■ Aufgabenstellung
Schreibe die Zeilen vom Anfang der Datensätze bis einschließlich der Zeile mit "[[[433,340],[243,340],[159,441],[481,441],[486,427]]]" unverändert ab.

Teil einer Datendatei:
# # # # #

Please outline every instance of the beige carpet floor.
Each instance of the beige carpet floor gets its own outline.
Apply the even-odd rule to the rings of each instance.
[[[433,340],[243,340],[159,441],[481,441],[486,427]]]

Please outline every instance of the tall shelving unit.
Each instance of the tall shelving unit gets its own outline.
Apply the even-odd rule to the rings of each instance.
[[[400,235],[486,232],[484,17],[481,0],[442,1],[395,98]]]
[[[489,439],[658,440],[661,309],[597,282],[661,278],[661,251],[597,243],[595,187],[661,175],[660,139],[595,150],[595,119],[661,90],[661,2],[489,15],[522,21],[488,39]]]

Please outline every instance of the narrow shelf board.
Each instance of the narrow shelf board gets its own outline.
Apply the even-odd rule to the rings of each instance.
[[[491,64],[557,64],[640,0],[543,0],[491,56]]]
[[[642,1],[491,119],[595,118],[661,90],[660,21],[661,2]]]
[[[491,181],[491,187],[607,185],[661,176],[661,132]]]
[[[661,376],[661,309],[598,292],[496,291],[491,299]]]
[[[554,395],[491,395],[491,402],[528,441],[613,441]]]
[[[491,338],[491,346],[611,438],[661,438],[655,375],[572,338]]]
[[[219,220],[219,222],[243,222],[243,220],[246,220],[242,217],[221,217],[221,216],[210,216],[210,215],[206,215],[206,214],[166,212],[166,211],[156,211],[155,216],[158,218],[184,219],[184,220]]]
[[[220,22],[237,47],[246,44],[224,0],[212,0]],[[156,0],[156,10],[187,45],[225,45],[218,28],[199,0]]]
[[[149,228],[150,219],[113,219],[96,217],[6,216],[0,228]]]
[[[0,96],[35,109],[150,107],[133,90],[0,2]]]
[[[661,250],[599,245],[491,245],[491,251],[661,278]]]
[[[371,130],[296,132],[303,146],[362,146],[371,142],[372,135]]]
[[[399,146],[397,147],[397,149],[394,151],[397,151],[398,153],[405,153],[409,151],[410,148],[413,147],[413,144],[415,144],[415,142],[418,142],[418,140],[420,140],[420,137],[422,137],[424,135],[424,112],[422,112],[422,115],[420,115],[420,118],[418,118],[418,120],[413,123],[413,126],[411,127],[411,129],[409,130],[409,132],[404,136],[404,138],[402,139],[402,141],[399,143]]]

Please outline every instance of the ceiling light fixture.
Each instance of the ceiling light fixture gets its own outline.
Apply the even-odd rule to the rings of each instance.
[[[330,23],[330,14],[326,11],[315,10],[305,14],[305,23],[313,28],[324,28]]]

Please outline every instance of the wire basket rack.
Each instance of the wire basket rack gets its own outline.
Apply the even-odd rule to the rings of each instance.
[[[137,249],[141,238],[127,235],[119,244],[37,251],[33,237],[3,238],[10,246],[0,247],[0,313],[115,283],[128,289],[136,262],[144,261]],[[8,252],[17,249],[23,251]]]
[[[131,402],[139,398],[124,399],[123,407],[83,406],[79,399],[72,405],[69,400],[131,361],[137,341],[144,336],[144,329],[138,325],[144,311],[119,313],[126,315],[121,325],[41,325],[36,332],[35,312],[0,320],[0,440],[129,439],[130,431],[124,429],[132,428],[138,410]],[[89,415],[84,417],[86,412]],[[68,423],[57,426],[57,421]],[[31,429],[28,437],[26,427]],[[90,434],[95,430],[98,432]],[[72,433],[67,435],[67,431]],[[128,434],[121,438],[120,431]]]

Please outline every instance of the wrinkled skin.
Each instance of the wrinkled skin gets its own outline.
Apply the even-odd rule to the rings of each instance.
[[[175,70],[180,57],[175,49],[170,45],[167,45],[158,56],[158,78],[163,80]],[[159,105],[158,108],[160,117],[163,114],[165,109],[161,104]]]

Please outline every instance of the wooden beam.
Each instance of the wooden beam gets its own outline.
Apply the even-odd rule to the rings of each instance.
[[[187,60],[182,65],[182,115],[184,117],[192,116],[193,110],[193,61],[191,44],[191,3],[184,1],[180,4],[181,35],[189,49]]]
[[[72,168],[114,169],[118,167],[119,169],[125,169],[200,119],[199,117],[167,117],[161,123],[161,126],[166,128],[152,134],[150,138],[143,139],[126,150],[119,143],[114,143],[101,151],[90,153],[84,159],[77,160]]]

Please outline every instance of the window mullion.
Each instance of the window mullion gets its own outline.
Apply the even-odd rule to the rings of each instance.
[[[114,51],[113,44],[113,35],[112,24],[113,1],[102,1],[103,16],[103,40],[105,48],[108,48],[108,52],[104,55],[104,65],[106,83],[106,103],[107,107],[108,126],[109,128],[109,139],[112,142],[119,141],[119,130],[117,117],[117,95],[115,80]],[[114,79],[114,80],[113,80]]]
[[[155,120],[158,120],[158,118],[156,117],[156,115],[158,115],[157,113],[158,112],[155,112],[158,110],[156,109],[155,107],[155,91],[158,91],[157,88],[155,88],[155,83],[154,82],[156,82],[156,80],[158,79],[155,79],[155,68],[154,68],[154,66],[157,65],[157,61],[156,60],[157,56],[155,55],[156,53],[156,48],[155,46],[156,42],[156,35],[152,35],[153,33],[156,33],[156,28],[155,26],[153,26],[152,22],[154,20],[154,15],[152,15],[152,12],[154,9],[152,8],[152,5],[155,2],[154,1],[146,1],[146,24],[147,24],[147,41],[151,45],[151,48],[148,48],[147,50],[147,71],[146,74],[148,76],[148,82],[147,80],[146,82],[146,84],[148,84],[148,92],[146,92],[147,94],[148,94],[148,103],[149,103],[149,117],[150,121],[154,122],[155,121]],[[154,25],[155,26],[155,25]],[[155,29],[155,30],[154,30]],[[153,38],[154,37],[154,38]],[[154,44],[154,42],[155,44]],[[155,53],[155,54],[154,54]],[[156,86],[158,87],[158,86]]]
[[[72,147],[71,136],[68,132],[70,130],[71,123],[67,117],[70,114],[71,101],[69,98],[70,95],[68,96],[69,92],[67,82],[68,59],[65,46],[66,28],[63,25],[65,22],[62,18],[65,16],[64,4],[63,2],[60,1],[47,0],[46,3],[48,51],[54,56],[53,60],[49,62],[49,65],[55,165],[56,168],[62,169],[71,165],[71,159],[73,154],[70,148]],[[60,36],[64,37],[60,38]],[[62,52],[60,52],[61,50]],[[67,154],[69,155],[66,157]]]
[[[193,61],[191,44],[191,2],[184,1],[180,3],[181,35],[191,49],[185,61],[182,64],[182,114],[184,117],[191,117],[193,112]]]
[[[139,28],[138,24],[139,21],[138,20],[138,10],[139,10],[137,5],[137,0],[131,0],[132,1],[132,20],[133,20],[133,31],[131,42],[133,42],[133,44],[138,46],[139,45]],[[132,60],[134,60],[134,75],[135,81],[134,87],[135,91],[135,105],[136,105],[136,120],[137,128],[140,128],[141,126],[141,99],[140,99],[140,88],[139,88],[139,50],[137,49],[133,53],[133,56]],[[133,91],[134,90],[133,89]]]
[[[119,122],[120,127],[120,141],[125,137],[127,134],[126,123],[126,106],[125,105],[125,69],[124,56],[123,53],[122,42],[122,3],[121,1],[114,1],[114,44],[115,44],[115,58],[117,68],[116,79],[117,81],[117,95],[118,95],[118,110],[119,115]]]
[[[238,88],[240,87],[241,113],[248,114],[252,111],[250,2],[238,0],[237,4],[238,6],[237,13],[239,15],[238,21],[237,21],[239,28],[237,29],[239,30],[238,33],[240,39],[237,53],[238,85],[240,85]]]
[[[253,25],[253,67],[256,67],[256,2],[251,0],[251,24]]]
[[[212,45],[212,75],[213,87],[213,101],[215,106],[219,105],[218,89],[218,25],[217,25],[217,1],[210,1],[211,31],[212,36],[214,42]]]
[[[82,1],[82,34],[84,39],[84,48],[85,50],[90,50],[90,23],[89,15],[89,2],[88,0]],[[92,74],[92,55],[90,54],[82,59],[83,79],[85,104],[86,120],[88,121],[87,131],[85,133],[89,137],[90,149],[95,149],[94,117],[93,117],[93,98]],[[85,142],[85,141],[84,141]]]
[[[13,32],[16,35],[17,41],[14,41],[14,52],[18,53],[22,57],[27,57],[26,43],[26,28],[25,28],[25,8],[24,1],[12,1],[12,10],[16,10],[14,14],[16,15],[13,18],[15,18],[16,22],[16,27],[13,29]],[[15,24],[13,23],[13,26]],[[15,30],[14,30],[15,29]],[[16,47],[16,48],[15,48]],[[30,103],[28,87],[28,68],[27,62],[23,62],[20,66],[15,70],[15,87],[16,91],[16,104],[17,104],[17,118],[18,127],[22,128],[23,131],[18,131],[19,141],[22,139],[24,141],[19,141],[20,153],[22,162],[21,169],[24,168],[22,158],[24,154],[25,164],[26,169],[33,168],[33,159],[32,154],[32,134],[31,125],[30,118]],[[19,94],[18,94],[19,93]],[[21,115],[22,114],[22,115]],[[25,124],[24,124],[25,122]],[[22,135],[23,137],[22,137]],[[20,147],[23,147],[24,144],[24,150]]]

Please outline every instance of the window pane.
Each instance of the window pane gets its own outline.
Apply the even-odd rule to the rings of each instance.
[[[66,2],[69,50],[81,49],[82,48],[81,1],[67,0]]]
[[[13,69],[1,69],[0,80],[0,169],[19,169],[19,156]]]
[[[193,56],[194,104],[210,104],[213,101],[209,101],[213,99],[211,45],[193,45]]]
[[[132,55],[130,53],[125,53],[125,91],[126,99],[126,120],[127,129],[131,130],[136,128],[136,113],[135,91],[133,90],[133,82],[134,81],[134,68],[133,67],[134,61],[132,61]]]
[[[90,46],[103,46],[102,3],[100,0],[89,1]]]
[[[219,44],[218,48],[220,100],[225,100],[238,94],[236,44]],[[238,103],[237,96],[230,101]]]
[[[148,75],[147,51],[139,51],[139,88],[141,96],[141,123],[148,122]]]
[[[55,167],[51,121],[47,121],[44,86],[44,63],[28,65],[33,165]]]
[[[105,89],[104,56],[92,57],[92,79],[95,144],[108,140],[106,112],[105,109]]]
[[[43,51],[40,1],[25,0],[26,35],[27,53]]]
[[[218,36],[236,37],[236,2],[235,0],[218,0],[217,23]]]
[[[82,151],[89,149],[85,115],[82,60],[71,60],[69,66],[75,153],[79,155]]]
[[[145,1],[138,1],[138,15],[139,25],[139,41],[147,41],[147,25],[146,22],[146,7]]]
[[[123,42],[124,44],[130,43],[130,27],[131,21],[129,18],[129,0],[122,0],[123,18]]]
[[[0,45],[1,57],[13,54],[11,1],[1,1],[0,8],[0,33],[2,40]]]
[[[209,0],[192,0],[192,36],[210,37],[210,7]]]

# # # # #

■ Gelöste Aufgabe
Please outline every instance of the beige carpet floor.
Each instance of the beige carpet floor gets its own outline.
Apply the even-odd rule to the rings of each instance.
[[[433,340],[243,340],[159,441],[481,441],[486,427]]]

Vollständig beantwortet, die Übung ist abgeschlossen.